SOURCE:
Christian Sgro, Analyst
Perfect. Thank you for the color, Alessio. Thanks for taking my question this morning.
Alessio Artuffo, President and COO
Thank you.
Operator, Operator
Your next question comes from Kevin with Scotiabank. Please go ahead.
Unidentified Participant, Analyst
Hey, there. Good morning. I'm not sure if this was disclosed, but could you remind us what the ACV from new customers was in the quarter?
Alessio Artuffo, President and COO
I'm going to double check that, Kevin. I think not on top of mind. Let me come back to you on that.
Unidentified Participant, Analyst
I guess where I'm going with this as we think about going forward, we should expect to see that go up quarter over quarter given the mix of ads will likely skew better towards enterprise in Q4?
Alessio Artuffo, President and COO
Yes, Kevin; generally, the mix can shift. As you move into Q4, larger enterprise deals could cause that figure to increase, as larger segment contributions typically impact ACV positively.

WHAT THE EXERCISE ASKS:
Set down the passage of the transcript above word for word, starting at "Christian Sgro, Analyst" and ending at "Please go ahead.".

DATA LISTING:
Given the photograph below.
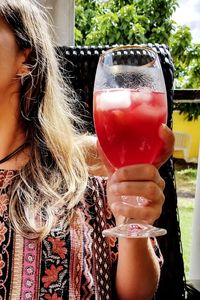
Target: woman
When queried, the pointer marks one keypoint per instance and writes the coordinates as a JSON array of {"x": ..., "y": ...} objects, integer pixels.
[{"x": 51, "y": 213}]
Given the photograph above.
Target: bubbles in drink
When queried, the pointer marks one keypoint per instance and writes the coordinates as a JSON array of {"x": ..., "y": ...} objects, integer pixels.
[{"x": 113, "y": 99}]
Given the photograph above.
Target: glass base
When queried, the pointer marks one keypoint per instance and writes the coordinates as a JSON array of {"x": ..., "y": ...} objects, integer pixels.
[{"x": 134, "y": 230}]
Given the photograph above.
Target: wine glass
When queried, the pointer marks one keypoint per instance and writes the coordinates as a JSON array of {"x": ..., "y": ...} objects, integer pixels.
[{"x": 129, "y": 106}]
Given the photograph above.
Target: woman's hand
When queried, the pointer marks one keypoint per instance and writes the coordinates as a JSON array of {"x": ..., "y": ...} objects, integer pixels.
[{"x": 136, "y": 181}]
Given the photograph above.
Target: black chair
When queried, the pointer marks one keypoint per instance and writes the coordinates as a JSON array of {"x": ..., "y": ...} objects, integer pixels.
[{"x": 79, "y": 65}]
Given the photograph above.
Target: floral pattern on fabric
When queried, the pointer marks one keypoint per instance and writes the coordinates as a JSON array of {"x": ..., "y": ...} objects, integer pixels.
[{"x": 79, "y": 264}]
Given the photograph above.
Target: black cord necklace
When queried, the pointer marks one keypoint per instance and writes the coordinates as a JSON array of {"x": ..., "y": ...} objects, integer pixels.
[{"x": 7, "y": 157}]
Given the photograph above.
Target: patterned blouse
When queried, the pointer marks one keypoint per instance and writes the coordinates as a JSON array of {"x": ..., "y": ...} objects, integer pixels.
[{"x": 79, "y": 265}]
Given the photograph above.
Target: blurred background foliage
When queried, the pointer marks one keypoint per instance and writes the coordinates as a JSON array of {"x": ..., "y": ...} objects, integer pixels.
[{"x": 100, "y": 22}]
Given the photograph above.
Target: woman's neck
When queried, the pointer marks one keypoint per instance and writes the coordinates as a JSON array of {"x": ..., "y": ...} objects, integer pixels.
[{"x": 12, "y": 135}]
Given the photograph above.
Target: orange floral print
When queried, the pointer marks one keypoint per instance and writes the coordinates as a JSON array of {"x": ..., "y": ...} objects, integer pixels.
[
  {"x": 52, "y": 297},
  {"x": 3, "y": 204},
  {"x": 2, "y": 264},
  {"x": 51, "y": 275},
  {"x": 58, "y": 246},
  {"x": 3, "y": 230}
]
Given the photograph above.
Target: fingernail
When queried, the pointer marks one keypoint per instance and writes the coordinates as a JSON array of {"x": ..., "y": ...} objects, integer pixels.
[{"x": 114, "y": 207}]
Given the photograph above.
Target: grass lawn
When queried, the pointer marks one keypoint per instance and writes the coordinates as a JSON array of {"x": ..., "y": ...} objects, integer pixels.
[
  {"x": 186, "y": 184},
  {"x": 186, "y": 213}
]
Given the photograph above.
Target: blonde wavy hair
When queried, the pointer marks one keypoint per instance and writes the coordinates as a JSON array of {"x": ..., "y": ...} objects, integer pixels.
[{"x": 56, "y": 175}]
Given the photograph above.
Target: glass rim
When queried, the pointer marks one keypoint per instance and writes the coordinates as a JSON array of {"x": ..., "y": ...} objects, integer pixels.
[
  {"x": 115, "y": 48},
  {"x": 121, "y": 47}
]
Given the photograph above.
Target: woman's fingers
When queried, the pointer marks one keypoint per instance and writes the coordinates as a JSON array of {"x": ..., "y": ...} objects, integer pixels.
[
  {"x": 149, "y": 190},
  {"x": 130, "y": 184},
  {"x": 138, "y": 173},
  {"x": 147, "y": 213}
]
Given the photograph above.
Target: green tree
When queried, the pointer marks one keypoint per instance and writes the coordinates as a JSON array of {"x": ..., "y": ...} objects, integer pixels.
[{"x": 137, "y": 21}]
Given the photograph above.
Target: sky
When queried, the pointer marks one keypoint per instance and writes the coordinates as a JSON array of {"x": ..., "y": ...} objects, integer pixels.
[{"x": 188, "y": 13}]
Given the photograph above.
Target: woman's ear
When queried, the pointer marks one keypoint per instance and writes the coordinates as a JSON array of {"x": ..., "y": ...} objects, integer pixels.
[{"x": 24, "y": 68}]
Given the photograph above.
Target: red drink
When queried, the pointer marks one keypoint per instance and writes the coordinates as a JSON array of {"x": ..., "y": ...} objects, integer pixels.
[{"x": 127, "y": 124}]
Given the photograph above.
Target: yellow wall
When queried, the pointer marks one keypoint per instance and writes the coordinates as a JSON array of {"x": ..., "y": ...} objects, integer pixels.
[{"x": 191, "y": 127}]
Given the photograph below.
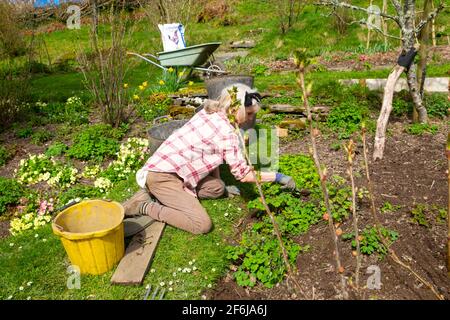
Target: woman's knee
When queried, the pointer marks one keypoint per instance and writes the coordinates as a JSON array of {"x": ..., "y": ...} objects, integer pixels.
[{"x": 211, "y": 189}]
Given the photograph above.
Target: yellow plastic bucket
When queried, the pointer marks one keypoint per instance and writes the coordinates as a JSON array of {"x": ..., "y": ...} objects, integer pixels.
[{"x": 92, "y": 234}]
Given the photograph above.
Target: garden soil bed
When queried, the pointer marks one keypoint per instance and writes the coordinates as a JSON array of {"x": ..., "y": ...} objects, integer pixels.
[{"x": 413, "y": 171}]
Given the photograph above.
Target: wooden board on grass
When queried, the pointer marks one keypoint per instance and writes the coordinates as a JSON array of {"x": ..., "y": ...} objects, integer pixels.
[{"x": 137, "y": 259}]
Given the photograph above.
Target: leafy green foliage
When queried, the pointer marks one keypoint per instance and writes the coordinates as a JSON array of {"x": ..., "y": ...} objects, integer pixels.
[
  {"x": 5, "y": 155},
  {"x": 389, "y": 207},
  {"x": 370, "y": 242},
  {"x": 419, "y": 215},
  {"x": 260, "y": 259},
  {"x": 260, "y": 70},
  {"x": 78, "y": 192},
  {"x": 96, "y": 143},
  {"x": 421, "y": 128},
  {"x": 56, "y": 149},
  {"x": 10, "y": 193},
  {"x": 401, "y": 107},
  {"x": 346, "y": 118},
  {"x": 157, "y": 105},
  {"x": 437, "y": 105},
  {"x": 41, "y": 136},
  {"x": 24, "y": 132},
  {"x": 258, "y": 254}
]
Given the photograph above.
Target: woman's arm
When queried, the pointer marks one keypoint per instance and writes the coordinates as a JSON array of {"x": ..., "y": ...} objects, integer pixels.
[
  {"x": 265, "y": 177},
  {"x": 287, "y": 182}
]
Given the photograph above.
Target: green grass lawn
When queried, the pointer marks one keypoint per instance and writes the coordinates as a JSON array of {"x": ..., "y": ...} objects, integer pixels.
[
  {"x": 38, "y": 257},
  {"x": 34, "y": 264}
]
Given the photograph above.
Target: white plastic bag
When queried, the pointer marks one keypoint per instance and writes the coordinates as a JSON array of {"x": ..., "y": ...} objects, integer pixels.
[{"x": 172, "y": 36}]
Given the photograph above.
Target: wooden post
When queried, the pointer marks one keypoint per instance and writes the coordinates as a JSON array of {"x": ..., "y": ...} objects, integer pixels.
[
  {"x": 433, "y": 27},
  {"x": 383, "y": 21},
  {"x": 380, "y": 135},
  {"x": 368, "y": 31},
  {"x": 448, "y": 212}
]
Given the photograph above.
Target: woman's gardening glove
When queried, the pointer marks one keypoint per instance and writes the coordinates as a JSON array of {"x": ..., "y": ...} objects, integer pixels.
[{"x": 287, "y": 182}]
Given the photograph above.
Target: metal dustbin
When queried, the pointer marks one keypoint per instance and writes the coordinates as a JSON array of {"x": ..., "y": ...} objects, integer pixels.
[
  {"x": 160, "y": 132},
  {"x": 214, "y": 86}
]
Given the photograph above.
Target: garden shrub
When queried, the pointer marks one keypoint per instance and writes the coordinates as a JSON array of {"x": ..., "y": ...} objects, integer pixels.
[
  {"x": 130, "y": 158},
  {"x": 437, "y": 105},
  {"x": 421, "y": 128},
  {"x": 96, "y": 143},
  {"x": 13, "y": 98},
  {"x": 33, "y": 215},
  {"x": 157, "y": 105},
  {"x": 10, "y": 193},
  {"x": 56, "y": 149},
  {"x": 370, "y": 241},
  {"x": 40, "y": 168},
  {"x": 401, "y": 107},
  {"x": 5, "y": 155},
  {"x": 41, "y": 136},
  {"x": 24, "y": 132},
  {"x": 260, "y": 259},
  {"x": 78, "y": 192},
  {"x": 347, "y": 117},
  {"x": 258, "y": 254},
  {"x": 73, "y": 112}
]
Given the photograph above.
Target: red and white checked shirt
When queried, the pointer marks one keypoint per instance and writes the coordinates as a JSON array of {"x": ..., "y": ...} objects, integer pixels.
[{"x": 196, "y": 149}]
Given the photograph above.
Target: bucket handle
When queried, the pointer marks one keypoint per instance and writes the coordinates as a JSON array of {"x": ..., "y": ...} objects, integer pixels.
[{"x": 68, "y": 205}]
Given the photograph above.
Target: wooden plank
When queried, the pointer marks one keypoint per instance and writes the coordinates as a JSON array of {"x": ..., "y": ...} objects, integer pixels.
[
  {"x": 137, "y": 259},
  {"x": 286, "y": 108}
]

SOLUTION BELOW:
Christian Sgro, Analyst
Perfect. Thank you for the color, Alessio. Thanks for taking my question this morning.
Alessio Artuffo, President and COO
Thank you.
Operator, Operator
Your next question comes from Kevin with Scotiabank. Please go ahead.